## [EXERCISE MATERIAL]
• • • •

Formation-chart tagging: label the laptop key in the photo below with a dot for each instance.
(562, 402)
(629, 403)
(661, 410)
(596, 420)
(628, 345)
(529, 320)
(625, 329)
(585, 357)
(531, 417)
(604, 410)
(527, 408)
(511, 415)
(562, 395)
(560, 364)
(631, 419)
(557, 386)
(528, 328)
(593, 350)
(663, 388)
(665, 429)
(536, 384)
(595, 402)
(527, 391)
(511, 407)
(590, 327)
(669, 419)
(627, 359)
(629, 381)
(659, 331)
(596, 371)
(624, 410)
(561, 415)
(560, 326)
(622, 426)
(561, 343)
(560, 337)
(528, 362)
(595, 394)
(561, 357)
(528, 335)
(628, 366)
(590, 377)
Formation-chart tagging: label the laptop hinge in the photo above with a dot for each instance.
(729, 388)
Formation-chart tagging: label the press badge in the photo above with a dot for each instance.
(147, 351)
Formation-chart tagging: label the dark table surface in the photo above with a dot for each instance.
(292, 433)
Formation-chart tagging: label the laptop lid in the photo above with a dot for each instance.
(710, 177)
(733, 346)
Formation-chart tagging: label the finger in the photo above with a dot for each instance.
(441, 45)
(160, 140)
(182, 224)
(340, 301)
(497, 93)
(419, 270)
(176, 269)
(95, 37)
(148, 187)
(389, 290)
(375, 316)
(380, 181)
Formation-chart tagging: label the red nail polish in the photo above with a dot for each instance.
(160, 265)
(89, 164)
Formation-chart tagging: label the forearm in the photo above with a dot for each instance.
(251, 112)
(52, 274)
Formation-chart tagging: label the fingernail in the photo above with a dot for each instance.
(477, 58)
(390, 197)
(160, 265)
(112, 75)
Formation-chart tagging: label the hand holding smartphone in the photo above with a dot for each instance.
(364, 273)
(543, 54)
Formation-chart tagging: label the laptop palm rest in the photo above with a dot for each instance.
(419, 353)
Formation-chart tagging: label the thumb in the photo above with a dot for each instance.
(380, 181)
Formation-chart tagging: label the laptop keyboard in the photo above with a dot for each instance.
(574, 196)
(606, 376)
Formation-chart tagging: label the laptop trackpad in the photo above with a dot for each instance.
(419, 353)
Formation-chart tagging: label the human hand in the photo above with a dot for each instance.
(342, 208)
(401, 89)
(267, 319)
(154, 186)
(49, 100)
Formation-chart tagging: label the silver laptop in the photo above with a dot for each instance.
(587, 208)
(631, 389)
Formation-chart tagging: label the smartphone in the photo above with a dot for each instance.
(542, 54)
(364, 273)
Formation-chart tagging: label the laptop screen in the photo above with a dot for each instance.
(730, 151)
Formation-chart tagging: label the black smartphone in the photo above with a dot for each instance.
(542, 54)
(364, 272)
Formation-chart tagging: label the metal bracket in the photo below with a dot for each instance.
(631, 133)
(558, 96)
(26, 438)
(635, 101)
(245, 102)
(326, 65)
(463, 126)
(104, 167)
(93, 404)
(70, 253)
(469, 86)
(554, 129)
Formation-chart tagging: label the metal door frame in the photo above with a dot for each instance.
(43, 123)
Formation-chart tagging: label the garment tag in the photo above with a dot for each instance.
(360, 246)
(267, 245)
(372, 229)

• • • •

## [WHAT TO WORK ON]
Render every line of the data above as a numbered list, omitting any blank lines.

## [RIGHT ANSWER]
1. Formation-chart tagging: label the laptop key in the photo below with a dot for each instance.
2. (562, 402)
3. (629, 403)
4. (661, 410)
5. (596, 420)
6. (628, 345)
7. (529, 320)
8. (625, 329)
9. (585, 357)
10. (531, 417)
11. (604, 410)
12. (527, 408)
13. (511, 415)
14. (562, 395)
15. (560, 364)
16. (631, 419)
17. (557, 386)
18. (528, 328)
19. (593, 350)
20. (663, 388)
21. (665, 429)
22. (536, 384)
23. (595, 402)
24. (527, 391)
25. (511, 407)
26. (590, 327)
27. (669, 419)
28. (627, 359)
29. (629, 381)
30. (659, 331)
31. (596, 371)
32. (624, 410)
33. (561, 415)
34. (560, 326)
35. (622, 426)
36. (561, 343)
37. (560, 337)
38. (528, 362)
39. (595, 394)
40. (561, 357)
41. (528, 335)
42. (628, 366)
43. (590, 377)
44. Formation-chart tagging: label the laptop hinge in the photo above with a dot for each instance.
45. (729, 388)
46. Formation-chart tagging: label the press badge in the photo above with a dot for each instance.
47. (147, 351)
48. Formation-chart tagging: label the dark table surface in the photo above with a dot for each instance.
49. (292, 433)
50. Formation-chart tagging: label the laptop lid in the photo above with a dot for each instance.
51. (710, 177)
52. (733, 346)
53. Formation-chart tagging: label the finger in the photo above with a dot for each instance.
54. (441, 45)
55. (160, 140)
56. (182, 224)
57. (340, 301)
58. (497, 93)
59. (419, 270)
60. (176, 269)
61. (95, 37)
62. (148, 187)
63. (389, 290)
64. (375, 316)
65. (380, 181)
66. Formation-chart tagging: label the red nail polish in the photo above with a dot for each instance.
67. (160, 265)
68. (89, 164)
69. Formation-chart tagging: label the forearm in the photo above with a dot for each instance.
70. (251, 112)
71. (52, 274)
72. Formation-chart tagging: label the fingernail in the photo above with a dot for each instance.
73. (477, 58)
74. (390, 197)
75. (160, 265)
76. (112, 75)
77. Formation-chart tagging: label the hand holding smartphone in the photo above with a dot for each instance.
78. (364, 273)
79. (543, 54)
80. Formation-chart tagging: label the laptop palm rest in the photo above with a dot for each instance.
81. (419, 353)
82. Formation-chart tagging: label the thumb in the photo above with a dot for each instance.
83. (380, 181)
84. Formation-chart tagging: label the laptop keyboard in the photo above with a dot for each instance.
85. (574, 196)
86. (606, 376)
87. Formation-chart tagging: label the laptop trackpad in the photo above with a dot for each instance.
88. (419, 353)
89. Formation-chart tagging: label the human hand in the photo above with a dot for each instance.
90. (342, 208)
91. (401, 89)
92. (267, 319)
93. (154, 186)
94. (49, 100)
95. Formation-chart tagging: label the silver laptop in the photo above with a dot for each instance.
96. (587, 208)
97. (631, 389)
98. Formation-chart tagging: label the smartphone in the photo above with a dot for each instance.
99. (542, 54)
100. (364, 273)
101. Formation-chart tagging: label the laptop screen in the photo above with a dot for each instance.
102. (730, 151)
103. Formation-chart tagging: label the black smartphone in the photo above with a dot for each instance.
104. (542, 54)
105. (364, 272)
106. Formation-chart tagging: label the metal bracket in the photo below with a dot for each instance.
107. (631, 133)
108. (558, 96)
109. (26, 438)
110. (635, 101)
111. (245, 102)
112. (326, 65)
113. (463, 126)
114. (104, 167)
115. (93, 404)
116. (70, 253)
117. (469, 86)
118. (554, 129)
119. Formation-chart tagging: label the metal door frame in the photo above with a dot for each instance.
120. (43, 123)
121. Formation-chart tagging: label the garment tag in the photo above with a dot for each instance.
122. (360, 246)
123. (267, 245)
124. (372, 229)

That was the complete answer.